--- Instructions to follow ---
Your reply should hold exactly the lines from the one that contains "Every instance of the roof" through the end of the data. Repeat them word for word.
* * *
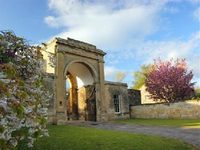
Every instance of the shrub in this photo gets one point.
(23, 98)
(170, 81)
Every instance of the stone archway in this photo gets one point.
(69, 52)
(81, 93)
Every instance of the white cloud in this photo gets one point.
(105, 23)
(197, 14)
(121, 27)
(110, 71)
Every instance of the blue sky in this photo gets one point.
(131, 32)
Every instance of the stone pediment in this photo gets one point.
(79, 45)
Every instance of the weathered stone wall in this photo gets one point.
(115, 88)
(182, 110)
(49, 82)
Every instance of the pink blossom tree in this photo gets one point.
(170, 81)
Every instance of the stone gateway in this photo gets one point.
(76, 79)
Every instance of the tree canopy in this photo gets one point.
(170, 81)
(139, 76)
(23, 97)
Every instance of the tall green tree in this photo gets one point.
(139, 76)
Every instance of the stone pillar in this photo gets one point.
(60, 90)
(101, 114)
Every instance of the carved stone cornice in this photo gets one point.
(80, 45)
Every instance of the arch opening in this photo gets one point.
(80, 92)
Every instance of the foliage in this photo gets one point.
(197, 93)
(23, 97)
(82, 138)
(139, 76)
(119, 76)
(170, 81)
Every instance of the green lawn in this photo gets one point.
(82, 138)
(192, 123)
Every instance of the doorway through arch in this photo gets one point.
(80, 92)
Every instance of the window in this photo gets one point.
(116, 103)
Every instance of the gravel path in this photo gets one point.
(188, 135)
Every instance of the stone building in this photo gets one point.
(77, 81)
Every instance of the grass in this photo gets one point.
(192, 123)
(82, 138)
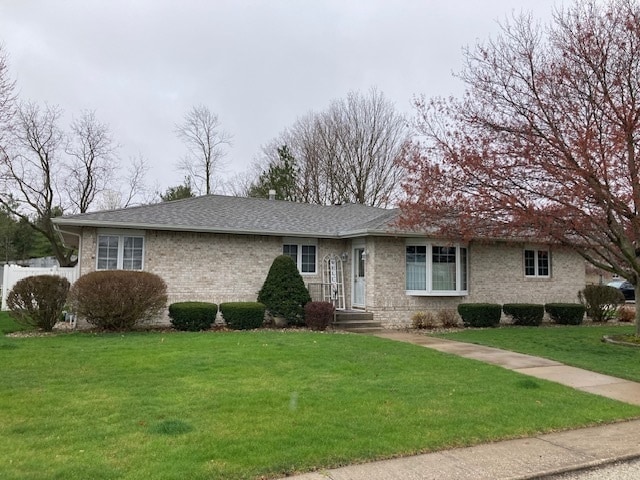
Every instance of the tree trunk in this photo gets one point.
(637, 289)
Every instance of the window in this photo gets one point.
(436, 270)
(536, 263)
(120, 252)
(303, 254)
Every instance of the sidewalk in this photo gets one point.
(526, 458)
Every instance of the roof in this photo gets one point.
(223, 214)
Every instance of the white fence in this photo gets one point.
* * *
--- Solved exercise ---
Every instance of the roof in this photo gets one point.
(223, 214)
Every instance of the white fence in this photo gets one point.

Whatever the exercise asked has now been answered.